* _Consigne_: Recopiez intégralement l'extrait sur le rôle et la rémunération des professionnels de santé, mot pour mot et sans rien y changer.

* _Extrait_:
#####

Quoi qu’il en soit, le fait de ne plus exercer en cabinet individuel amène les professionnels de santé à se repartir les tâches autrement. C’est ainsi que, dans certains pays, « le rôle des infirmiers est en train d’évoluer », explique Yann Bourgueil. De nouvelles compétences leur sont accordées. Caroline Berchet cite l’exemple de la Suède où certaines catégories d’infirmiers ayant reçu une formation supplémentaire ont le droit de prescrire des médicaments. C’est loin d’être le cas en France où, néanmoins, certains infirmiers jouent un rôle de plus en plus important via les vaccinations, par exemple, ou dans le suivi des pathologies chroniques. Comme ceux impliqués dans l’expérimentation Sophia, chargés de l’accompagnement téléphonique de patients diabétiques.

Le paiement à la performance se répand

Au-delà du regroupement, la diversification des modes de rémunération est également au cœur du changement. Capitation ? Acte ? Salariat ? Quel système est le plus européen ? Aucun ou tous à la fois à en croire les experts.

 La tendance est d’aller vers un mode de paiement mixte

, affirme Yann Bourgueil. Car le paiement à l’acte, qui paraît parfois ringard aux yeux de l’avant-garde de la profession, n’aurait pas encore dit son dernier mot… Si en France, en effet, les forfaits ont le vent en poupe (forfait médecin traitant, personnes âgées, travail en équipe), dans d’autres pays européens plutôt basés sur la rémunération à la capitation, on commencerait à introduire un zeste de paiement à l’acte, considéré comme étant plus incitatif et donc susceptible de booster le rythme de travail des médecins. Le but étant, in fine, de combiner les avantages des différents modes de rémunération.

#####

* _Données fournies_:
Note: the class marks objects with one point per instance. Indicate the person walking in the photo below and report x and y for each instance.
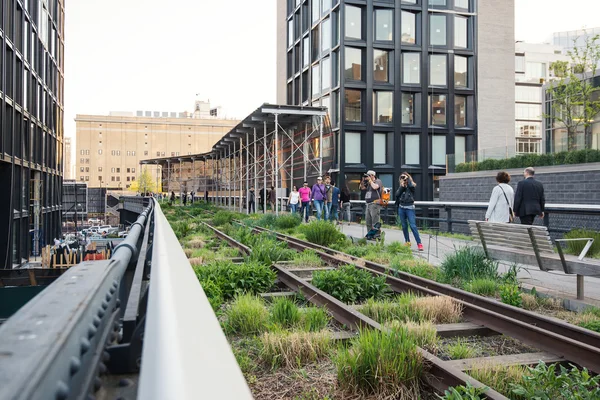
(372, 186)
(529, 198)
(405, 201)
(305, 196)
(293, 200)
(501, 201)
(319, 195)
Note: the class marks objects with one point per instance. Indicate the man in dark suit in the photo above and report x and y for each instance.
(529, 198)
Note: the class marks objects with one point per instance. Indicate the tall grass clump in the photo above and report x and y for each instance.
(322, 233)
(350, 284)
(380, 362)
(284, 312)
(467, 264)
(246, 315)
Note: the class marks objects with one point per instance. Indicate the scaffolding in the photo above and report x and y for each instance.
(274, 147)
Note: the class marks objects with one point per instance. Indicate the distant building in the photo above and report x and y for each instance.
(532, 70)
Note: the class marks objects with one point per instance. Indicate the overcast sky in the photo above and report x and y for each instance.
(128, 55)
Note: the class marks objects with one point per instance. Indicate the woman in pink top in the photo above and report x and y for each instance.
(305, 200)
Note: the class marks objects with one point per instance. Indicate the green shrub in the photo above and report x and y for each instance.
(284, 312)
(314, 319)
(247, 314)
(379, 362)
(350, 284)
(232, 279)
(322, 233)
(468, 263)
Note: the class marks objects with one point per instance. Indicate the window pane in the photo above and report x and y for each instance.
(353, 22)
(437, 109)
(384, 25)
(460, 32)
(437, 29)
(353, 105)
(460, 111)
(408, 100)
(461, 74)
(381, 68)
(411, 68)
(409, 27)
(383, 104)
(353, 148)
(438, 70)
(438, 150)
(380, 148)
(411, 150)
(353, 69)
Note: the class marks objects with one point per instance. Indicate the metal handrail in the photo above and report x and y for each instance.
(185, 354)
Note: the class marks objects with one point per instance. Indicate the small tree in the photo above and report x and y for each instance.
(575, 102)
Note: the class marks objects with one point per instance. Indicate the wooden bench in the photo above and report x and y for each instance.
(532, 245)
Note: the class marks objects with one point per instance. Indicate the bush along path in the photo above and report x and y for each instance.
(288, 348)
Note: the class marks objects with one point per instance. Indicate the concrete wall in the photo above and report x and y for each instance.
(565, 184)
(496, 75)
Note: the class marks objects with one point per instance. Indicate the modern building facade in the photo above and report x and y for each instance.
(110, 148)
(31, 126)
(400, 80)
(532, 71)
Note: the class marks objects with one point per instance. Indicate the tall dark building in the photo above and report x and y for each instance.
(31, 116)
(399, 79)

#####

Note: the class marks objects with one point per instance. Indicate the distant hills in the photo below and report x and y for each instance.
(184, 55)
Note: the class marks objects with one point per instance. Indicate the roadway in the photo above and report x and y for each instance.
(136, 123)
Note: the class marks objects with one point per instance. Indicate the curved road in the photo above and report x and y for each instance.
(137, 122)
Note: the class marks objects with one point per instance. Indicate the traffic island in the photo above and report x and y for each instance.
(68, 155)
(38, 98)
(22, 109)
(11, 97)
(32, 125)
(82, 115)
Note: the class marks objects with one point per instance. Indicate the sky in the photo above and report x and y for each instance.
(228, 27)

#####

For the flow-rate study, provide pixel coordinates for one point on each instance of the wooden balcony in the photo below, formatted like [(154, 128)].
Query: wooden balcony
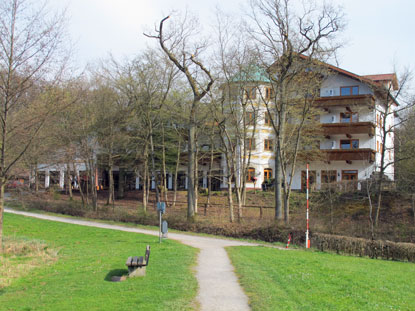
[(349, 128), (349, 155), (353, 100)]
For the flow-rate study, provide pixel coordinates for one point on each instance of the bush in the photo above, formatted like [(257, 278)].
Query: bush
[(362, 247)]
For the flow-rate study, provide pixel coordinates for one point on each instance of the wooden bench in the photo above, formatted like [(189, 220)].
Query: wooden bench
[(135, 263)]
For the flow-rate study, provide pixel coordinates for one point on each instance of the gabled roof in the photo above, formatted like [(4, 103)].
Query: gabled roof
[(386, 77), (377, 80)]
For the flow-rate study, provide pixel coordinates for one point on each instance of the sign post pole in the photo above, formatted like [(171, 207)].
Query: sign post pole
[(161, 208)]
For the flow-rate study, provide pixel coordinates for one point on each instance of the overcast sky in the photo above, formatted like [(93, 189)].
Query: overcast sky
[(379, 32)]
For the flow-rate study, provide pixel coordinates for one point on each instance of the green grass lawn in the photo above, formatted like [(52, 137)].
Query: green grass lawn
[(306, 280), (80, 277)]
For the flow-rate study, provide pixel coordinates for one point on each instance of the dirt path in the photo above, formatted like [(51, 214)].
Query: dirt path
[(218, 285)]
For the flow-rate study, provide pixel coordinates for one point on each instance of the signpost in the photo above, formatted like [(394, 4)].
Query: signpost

#####

* _Réponse_:
Quoi qu’il en soit, le fait de ne plus exercer en cabinet individuel amène les professionnels de santé à se repartir les tâches autrement. C’est ainsi que, dans certains pays, « le rôle des infirmiers est en train d’évoluer », explique Yann Bourgueil. De nouvelles compétences leur sont accordées. Caroline Berchet cite l’exemple de la Suède où certaines catégories d’infirmiers ayant reçu une formation supplémentaire ont le droit de prescrire des médicaments. C’est loin d’être le cas en France où, néanmoins, certains infirmiers jouent un rôle de plus en plus important via les vaccinations, par exemple, ou dans le suivi des pathologies chroniques. Comme ceux impliqués dans l’expérimentation Sophia, chargés de l’accompagnement téléphonique de patients diabétiques.

Le paiement à la performance se répand

Au-delà du regroupement, la diversification des modes de rémunération est également au cœur du changement. Capitation ? Acte ? Salariat ? Quel système est le plus européen ? Aucun ou tous à la fois à en croire les experts.

 La tendance est d’aller vers un mode de paiement mixte

, affirme Yann Bourgueil. Car le paiement à l’acte, qui paraît parfois ringard aux yeux de l’avant-garde de la profession, n’aurait pas encore dit son dernier mot… Si en France, en effet, les forfaits ont le vent en poupe (forfait médecin traitant, personnes âgées, travail en équipe), dans d’autres pays européens plutôt basés sur la rémunération à la capitation, on commencerait à introduire un zeste de paiement à l’acte, considéré comme étant plus incitatif et donc susceptible de booster le rythme de travail des médecins. Le but étant, in fine, de combiner les avantages des différents modes de rémunération.